阅读摘录:
------------

Tune的流程是不可避免的,每个GPU Operation node都会有Tune操作,而不是可选项,即GetPossibleKernelWorkGroups方法是必然要进入的,并拿到可能的一个或者多个work group,即std::vector<int3> possible_work_groups。当有多个work groups时,会选择最佳workGroup,即会执行后续if-else的else分支的GetBestWorkGroupIndex方法,而当只有一个work groups时,直接返回,一个work groups也没有则直接报错提示absl::NotFoundError("Can not found work_group size to launch kernel");

我们知道,当opencl的cl kernel在给定不能改动的情况下,性能和work group的设置策略有极大关系,GPUOperation::GetPossibleKernelWorkGroups做了细致的设置策略,该方法会调用GetPossibleWorkGroups,暂且称之为通用策略,作为各个GPU Operation继承的默认策略。此外除了继承,各个GPU Operation node子类也可能做一些自定义的策略,目前发现有名为GetPossibleWorkGroupsConv的方法,发现对该带Conv后缀的设置策略的调用有如下Conv方法:

  1. conv_buffer_1x1.cc;
  2. convolution_transposed_3x3.cc;
  3. convolution_transposed.cc;
  4. conv_powervr.cc。

可以看到目前调用带Conv后缀的方法的,主要是conv_buffer_1x1和conv_transpose,以及针对powervr实现的conv。此外,根据目录下包含Conv关键字的文件,可以其中可以看到部分Conv并没有调用带Conv的后缀的work group设置策略,其中包括depthwise_conv、conv_texture、conv_constant、conv_3d等。换言之,这种特殊的GetPossibleWorkGroupsConv是针对性增加的。

下面我们深入GetPossibleWorkGroupsConvGetPossibleWorkGroups看看他们的执行策略,还能怎么划分。

------------

数据列表:
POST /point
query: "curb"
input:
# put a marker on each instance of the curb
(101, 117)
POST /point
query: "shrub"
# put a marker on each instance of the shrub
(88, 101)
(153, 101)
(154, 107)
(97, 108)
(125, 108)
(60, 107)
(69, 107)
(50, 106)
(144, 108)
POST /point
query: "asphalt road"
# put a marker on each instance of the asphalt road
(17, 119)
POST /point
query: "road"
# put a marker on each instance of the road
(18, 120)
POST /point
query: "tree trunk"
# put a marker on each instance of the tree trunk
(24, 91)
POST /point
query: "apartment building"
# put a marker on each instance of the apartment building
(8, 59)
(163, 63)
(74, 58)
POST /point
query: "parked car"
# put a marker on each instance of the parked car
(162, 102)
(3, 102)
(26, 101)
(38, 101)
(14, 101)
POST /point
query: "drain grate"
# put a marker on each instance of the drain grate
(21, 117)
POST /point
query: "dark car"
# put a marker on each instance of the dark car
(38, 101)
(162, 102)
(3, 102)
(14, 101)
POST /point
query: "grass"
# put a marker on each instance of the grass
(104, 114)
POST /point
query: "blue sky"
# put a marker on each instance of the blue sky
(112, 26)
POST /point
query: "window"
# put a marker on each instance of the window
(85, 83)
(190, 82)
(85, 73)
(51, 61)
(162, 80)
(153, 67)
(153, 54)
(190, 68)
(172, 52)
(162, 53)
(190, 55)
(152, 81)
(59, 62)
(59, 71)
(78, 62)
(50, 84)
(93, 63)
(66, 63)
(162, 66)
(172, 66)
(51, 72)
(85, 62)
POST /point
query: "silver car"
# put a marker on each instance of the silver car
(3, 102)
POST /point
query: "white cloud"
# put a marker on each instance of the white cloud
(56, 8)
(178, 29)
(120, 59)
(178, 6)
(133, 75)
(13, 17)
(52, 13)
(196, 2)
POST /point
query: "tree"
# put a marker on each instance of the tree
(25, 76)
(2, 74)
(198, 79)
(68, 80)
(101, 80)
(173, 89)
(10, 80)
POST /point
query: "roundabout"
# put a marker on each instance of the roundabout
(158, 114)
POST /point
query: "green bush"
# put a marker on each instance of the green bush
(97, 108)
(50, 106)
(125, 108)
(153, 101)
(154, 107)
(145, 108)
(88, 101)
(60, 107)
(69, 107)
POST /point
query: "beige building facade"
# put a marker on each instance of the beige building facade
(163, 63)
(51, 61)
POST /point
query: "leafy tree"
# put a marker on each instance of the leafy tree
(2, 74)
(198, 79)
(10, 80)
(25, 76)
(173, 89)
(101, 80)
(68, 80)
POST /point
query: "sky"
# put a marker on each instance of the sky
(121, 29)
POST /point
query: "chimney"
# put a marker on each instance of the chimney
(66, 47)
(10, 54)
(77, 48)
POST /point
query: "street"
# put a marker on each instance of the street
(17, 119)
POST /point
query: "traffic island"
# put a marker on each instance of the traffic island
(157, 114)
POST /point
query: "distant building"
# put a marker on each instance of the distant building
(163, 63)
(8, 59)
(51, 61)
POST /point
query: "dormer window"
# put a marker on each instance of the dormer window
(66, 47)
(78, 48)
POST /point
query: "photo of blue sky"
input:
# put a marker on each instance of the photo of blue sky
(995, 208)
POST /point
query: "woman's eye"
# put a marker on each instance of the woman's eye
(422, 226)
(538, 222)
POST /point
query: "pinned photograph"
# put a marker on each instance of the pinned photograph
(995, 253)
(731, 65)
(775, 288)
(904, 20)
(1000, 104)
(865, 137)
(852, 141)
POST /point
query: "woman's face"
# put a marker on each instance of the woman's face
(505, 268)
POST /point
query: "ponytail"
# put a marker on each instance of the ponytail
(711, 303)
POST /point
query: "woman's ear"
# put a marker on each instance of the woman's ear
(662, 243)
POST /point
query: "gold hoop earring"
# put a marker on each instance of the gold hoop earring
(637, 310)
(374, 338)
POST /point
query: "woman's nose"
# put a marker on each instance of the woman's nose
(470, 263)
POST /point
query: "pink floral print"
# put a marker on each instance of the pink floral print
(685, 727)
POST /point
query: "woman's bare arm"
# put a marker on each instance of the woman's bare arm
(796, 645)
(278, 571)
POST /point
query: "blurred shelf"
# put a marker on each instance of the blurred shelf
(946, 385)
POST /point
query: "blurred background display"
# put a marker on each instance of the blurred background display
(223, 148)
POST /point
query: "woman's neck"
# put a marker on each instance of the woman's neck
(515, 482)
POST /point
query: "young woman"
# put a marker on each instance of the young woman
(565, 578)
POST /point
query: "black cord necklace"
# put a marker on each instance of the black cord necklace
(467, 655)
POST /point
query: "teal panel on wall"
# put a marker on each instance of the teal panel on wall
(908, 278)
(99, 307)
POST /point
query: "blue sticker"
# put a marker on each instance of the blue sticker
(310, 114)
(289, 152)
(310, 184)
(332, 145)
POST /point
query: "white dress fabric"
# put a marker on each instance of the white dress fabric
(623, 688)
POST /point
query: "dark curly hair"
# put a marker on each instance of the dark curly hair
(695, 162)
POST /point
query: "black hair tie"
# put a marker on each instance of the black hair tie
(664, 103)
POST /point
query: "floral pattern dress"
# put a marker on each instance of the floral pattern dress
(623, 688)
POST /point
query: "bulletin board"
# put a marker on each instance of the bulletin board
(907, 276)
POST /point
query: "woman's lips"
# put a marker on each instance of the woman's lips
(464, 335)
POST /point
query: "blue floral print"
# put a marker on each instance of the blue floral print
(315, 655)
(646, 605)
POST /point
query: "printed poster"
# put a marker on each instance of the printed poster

------------

任务目标: 把关于GPU工作组调优的那段文字中从“1. conv_buffer_1x1.cc;”到“psConv是针对性增加的。”的部分一字不差地照抄下来。

任务答案:
1. conv_buffer_1x1.cc;
  2. convolution_transposed_3x3.cc;
  3. convolution_transposed.cc;
  4. conv_powervr.cc。

可以看到目前调用带Conv后缀的方法的,主要是conv_buffer_1x1和conv_transpose,以及针对powervr实现的conv。此外,根据目录下包含Conv关键字的文件,可以其中可以看到部分Conv并没有调用带Conv的后缀的work group设置策略,其中包括depthwise_conv、conv_texture、conv_constant、conv_3d等。换言之,这种特殊的GetPossibleWorkGroupsConv是针对性增加的。